## What you will do
- A) In the text on the Grivet, which two national parks in Uganda lack these monkeys?
- B) Carry the text about the Grivet and its relatives forward from the point where it stops.

Family : Cercopithecidae
Text © DrSc Giuliano Russini - Biologist Zoologist
English translation by Mario Beltramini
The numerous members of the tribe of the Cercopithecini are an important group of the order of the Primates ( Primates ), belonging to the parvorder of the Catarrhines ( Catarrhini ), family of the Cercopithecids ( Cercopithecidae ), subfamily Cercopithecinae, and tribe Cercopithecini.
They are a complex group of monkeys which include several species, with a very elegant shape, afferent to the order Cercopithecus.
In this group, the taxonomy is in continuous revolution, whereby many species have changed name, or keep the old denomination even if they have acquired another one.
This group consists of several colonies, autochthonous of Africa, where they have colonized various biotopes, as they may carry on an arboreal life as well as a terrestrial one.
Monkeys like the Diana monkey ( Cercopithecus diana ), of which exist the races Cercopithecus diana roloway and the Cercopithecus diana dryas, the odd De Brazza’s monkey ( Cercopithecus neglectus ), the various races of the Diademed monkey ( Cercopithecus mitis ), and the most known, the Grivet ( Cercopithecus aethiops - Linnaeus, 1758 ).
The biologists, to date, recognize in the African continent about fifteen species subdivided in about a hundred of races.
In the specific of this text, we shall treat the Grivet, called also, by others, Blue monkey ( Cercopithecus aethiops ).
As we have already briefly said, which is the most known of the genus Cercopithecus, is by various zoological biologists still called Cercopithecus aethiops, but the continuous rehashing of this group calls it also Chlorocebus aethiops.
They are present in almost all the African regions, but in the Mediterranean belt and the desert zones. They abound everywhere, in the sub-Saharan Africa, even if the greatest density is found in Eritrea, Sudan, Ethiopia and Uganda. In Uganda, in particular, these monkeys are absent only in two national parks: the Murchison Falls and the Mburo Lake, but are, on the contrary, present in all other parks and in every forest.
The grivet is an arboreal species but distinguishes from almost other species of the genus because, instead of living in the forests and in the bush, it love the savannah life.
These monkeys have an omnivorous diet: fruits, roots, plants, flowers, insects, arthropods, small reptilians and rodents.
The species Cercopithecus aethiops is polytypical, as it is subdivided into a score of races; among the most known we find: the Saba cercopithecus ( Cercopithecus aethiops sabaeus ), the White throat cercopithecus ( Cercopithecus aethiops pygerythrus ), and the Vervet or Grey-green cercopithecus ( Cercopithecus aethiops griseoviridis ); this last one is the most frequent race of cercopithecus in the zoological gardens.
In the past, the taxonomical biologists did consider these races as proper species; nowadays the International Commission of Zoological Nomenclature (ICZN) considers them as races or subspecies.

## The data
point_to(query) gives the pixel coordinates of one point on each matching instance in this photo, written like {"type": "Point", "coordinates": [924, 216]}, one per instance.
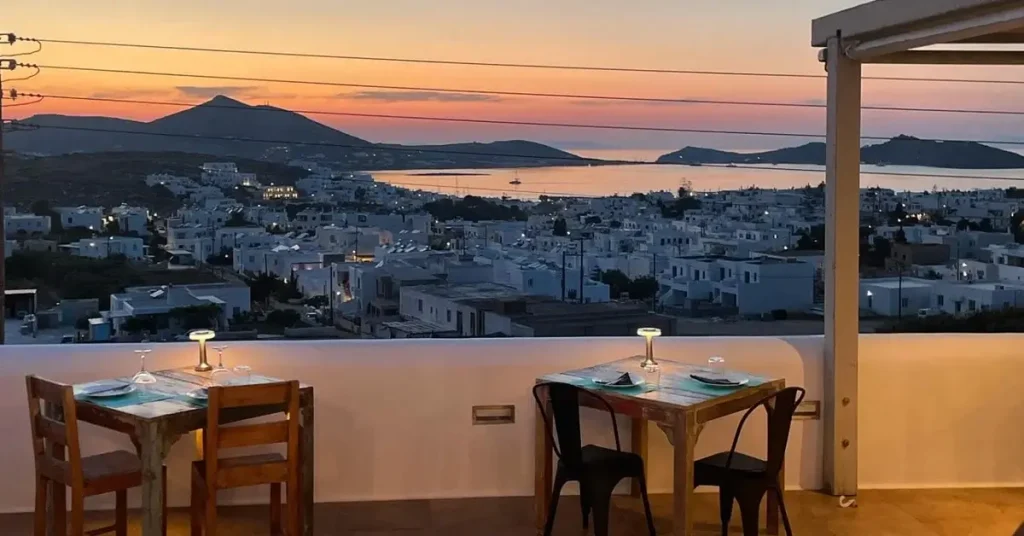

## Answer set
- A) The Murchison Falls and the Mburo Lake national parks.

- B)
The green cercopithecus has a uniform greenish-yellow colouring of the coat which camouflages it well in the savannah, but the lower parts which are white; in the males, the scrotum is blue and the penis bright red.
The general anatomical lines, for the genus Cercopithecus, and therefore also for the Cercopithecus aethiops, show a slim and slender body structure. On the face, furthermore, they present some internal cheek pouches, where they accumulate food as reserve.
The males weigh 4-5 kg, the females 2,5-3 kg. They reach a length of about 80 cm, 60 of which belong to the long tail. The name cercopithecus means, in fact, and not by chance, “monkey with the tail”.
This animal and the members of the other species, as already said, have a harmonious structure of the body, a roundish head with a little prominent muzzle. They have four robust limbs which they utilize at the same time for climbing quickly the trees. They lack, however, of a brachiated limb, like the gibbons and the spider monkeys.
They are very agile animals also on the ground, where they may run, moving also in the thick brushwood, the thicket and the bush.
In soma cases, for instance while fleeing from a leopard, a baboon or a chimpanzee, they also improvise discreet swimmers.
They are long-living animals, as they may live up to 20 years in the wild and maybe even 30 when captive.
They may live in groups from 4 to 12 individuals, where there is a dominant leader.
The green cercopithecus has a rather calm temper, even if it is unpredictable, as all members of the genus, with sudden tantrums. When in captivity, they are quite meek, but difficult to tame.
They do not have a particular period of the year for reproducing and the babies may come to life at any time. Essentially, it is sufficient that a male meets a receptive female and that the mating takes place.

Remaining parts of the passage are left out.